[MATERIAL FOR THIS EXERCISE Boundary: Start]

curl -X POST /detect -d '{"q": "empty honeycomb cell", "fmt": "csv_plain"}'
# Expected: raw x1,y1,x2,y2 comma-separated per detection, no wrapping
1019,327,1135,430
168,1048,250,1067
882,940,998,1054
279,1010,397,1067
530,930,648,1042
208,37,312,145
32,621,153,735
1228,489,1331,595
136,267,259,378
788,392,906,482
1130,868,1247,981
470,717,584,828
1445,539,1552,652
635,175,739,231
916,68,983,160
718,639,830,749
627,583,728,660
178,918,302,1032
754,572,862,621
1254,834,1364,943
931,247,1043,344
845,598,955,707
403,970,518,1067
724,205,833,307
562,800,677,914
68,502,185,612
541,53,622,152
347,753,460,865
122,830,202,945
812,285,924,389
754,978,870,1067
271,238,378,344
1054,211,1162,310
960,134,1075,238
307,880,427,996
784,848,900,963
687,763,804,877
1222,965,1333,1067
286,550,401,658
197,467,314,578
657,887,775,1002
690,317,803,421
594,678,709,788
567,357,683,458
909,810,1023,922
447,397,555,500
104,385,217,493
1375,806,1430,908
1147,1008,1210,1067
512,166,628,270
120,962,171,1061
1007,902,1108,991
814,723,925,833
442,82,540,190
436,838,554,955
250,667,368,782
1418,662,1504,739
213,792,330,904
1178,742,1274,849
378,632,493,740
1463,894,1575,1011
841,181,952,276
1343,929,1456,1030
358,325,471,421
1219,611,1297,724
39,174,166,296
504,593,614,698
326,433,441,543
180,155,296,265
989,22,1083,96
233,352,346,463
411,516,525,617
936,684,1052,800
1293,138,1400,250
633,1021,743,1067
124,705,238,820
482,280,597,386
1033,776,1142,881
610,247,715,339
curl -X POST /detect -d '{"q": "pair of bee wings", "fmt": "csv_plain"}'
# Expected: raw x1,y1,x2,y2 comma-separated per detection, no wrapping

[MATERIAL FOR THIS EXERCISE Boundary: End]

**WORK TO COMPLETE:**
Repeat the data in its entirety, character for character.

**REPLY TO THE EXERCISE:**
curl -X POST /detect -d '{"q": "empty honeycomb cell", "fmt": "csv_plain"}'
# Expected: raw x1,y1,x2,y2 comma-separated per detection, no wrapping
1019,327,1135,430
168,1048,250,1067
882,940,998,1054
279,1010,397,1067
530,930,648,1042
208,37,312,145
32,621,153,735
1228,489,1331,595
136,267,259,378
788,392,906,482
1130,868,1247,981
470,717,584,828
1445,539,1552,652
635,175,739,231
916,68,983,160
718,639,830,749
627,583,728,660
178,918,302,1032
754,572,862,621
1254,834,1364,943
931,247,1043,344
845,598,955,707
403,970,518,1067
724,205,833,307
562,800,677,914
68,502,185,612
541,53,622,152
347,753,460,865
122,830,202,945
812,285,924,389
754,978,870,1067
271,238,378,344
1054,211,1162,310
960,134,1075,238
307,880,427,996
784,848,900,963
687,763,804,877
1222,965,1333,1067
286,550,401,658
197,467,314,578
657,887,775,1002
690,317,803,421
594,678,709,788
567,357,683,458
909,810,1023,922
447,397,555,500
104,385,217,493
1375,806,1430,908
1147,1008,1210,1067
512,166,628,270
120,962,171,1061
1007,902,1108,991
814,723,925,833
442,82,540,190
436,838,554,955
250,667,368,782
1418,662,1504,739
213,792,330,904
1178,742,1274,849
378,632,493,740
1463,894,1575,1011
841,181,952,276
1343,929,1456,1030
358,325,471,421
1219,611,1297,724
39,174,166,296
504,593,614,698
326,433,441,543
180,155,296,265
989,22,1083,96
233,352,346,463
411,516,525,617
936,684,1052,800
1293,138,1400,250
633,1021,743,1067
124,705,238,820
482,280,597,386
1033,776,1142,881
610,247,715,339
curl -X POST /detect -d '{"q": "pair of bee wings", "fmt": "csv_plain"}'
# Expected: raw x1,y1,x2,y2 comma-separated per detection, no wrapping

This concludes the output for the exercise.